= Written exercise 1 =
In the text on the Knight Frank Luxury Investment Index, which firm publishes the index, and in which report does it appear?

= Quoted text =

--- begin ---

Knight Frank Luxury Investment Index
Knight Frank Luxury Investment Index
KFLII benchmark of passion-asset prices, published since 2013
The Knight Frank Luxury Investment Index, abbreviated KFLII, is a composite benchmark of passion-asset prices published annually by the international property consultancy Knight Frank as part of its Wealth Report. It tracks the year-on-year and ten-year price movements of a basket of investible luxury categories, including classic cars, art, fine wine, watches, coloured diamonds, jewellery, rare whisky, coins, handbags, furniture and stamps. The index is widely cited in the trade and financial press as a barometer of the high-end collectibles market, although Knight Frank itself notes that it is a price index of dealer- and auction-supplied data, not an investible product.

--- end ---

= Task data =
--- begin ---

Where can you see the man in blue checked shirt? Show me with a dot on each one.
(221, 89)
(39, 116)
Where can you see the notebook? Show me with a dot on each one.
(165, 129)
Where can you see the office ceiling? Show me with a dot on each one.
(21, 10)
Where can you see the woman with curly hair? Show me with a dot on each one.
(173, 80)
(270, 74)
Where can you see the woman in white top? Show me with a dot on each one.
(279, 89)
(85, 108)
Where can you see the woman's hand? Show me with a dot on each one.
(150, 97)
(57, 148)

--- end ---
--- begin ---

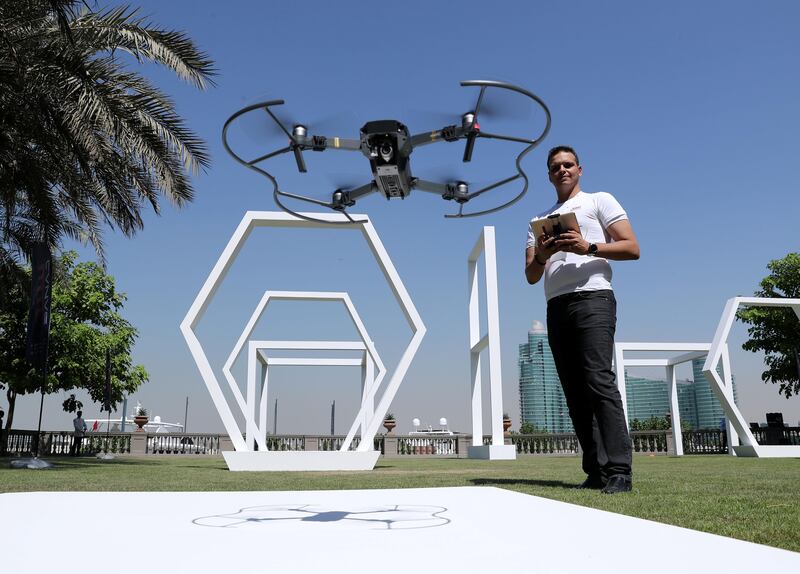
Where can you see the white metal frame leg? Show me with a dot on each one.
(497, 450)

--- end ---

= Written exercise 2 =
Tally the lines of the records that contain the word "Show". Give only the number.

= Complete answer 1 =
Knight Frank, an international property consultancy, publishes it annually as part of its Wealth Report.

= Complete answer 2 =
7